GIVEN TEXT

Behind-the-meter power and the competitive threat

Adding to the complexity, hyperscalers are increasingly pursuing behind-the-meter (BTM) power solutions as an alternative to relying on grid-delivered supply. Faced with multi-year interconnection queues, developers are turning to on-site generation gas turbines, hybrid renewable-plus-storage stacks, microgrids, and longer-term solutions, like small modular reactors. By 2030, 38% of data centre facilities are expected to use on-site generation for primary power, and 27% expect to be fully powered by on-site generation.

For utilities, this is not a niche development. Customers who bypass the grid reduce volumetric throughput, increase the risk of stranded T&D investment, and can erode the regulated rate base that underpins credit quality. Managing the boundary between enabling BTM solutions and protecting the utility’s own financial position is one of the defining strategic tensions of this cycle.

A business model under pressure

Taken together, these dynamics are forcing a re-thinking of what it means to be a utility in the current economy. The traditional model, passive demand forecasting, reactive infrastructure buildout, and a captive customer base, is giving way to an increasingly risk-exposed business. Utilities that succeed in this environment will be those that proactively shape demand, build strategic ecosystems that attract hyperscaler commitment, and differentiate on speed, capability, and coordination. IPPs face a related but distinct set of pressures. While their business models are largely unchanged by digital infrastructure, their exposure to offtaker concentration, PPA structure risk, and capital markets has increased substantially.

The Marsh perspective

This is an environment that demands more than capital and ambition. It requires integrated expertise across risk quantification, transaction structuring, regulatory strategy, workforce transformation, and balance-sheet management, applied simultaneously, not sequentially.

Marsh’s global risk advisory and insurance capabilities address the physical and financial exposures that accompany large-scale infrastructure development. Marsh Risk brings dedicated capabilities in quantifying and transferring the complex liability profiles that emerge when long-duration capital commitments meet fast-moving market conditions. Oliver Wyman assists with the strategic and analytical foundation — on business model transformation, demand uncertainty, and counterparty risk, assessing whether an opportunity is genuinely value-accretive or simply capital-intensive. Guy Carpenter brings reinsurance market access and risk transfer structuring for portfolios growing rapidly in both scale and complexity. And Mercer supports the workforce and organisational transformation that utilities must undertake to compete for the next generation of energy demand.

Digital infrastructure opportunities will define the trajectory of the energy sector for the next decade. But the value it creates for shareholders, ratepayers, and the broader economy will depend entirely on how well energy providers understand the risks they are taking on, and how effectively they manage them.

TASKS TO COMPLETE
1 – Repeat the text of the passage on utility risk between "Digital infrastructure opportunities" and "they manage them.", inclusive.
2 – Condense the paragraph of the passage on utility risk that begins "Taken together, these dynamics" into a short bulleted list that keeps its main facts.
The items that follow are separate material and have no connection to the passage on utility risk.

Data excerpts

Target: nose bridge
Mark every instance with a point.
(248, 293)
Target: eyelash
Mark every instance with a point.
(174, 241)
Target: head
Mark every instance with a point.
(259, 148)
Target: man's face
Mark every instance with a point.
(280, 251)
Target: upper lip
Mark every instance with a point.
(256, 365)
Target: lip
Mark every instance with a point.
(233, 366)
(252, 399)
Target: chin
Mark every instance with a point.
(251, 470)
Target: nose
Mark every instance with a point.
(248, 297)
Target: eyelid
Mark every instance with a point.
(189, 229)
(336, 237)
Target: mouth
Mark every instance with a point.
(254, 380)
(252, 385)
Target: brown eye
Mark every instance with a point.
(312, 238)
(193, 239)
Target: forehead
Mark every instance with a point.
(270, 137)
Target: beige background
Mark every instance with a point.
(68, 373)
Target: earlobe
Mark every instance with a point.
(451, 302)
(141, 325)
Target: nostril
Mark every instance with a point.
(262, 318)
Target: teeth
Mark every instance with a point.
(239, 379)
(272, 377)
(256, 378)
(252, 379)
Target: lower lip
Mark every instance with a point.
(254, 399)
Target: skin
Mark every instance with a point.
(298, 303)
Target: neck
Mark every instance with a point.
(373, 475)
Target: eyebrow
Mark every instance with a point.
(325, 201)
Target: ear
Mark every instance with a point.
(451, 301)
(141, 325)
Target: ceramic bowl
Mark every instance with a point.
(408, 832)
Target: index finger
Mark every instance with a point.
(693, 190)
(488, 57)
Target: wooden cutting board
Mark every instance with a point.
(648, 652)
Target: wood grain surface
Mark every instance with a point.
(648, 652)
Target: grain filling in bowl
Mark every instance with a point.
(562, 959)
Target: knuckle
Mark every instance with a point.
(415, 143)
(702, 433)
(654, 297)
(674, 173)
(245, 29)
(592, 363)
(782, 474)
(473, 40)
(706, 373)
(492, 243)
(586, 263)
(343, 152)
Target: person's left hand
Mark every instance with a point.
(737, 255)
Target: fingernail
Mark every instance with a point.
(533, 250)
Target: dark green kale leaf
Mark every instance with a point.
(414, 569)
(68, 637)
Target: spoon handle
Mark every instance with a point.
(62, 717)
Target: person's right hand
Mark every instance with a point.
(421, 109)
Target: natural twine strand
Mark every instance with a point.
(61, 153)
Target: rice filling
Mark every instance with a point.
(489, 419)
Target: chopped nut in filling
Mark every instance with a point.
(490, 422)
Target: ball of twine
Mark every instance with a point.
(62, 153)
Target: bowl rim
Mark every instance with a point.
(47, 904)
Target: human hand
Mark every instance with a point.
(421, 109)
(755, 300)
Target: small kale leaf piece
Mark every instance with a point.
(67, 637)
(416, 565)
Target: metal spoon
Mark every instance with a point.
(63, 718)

SOLUTIONS IN ORDER
1 –
Digital infrastructure opportunities will define the trajectory of the energy sector for the next decade. But the value it creates for shareholders, ratepayers, and the broader economy will depend entirely on how well energy providers understand the risks they are taking on, and how effectively they manage them.

2 –
- These dynamics are forcing a rethink of what it means to be a utility.
- The traditional model of passive demand forecasting, reactive infrastructure buildout and a captive customer base is giving way to a more risk-exposed business.
- Successful utilities will proactively shape demand, build ecosystems that attract hyperscaler commitment, and differentiate on speed, capability and coordination.
- IPPs face related but distinct pressures. Their business models are largely unchanged, but their exposure to offtaker concentration, PPA structure risk and capital markets has grown substantially.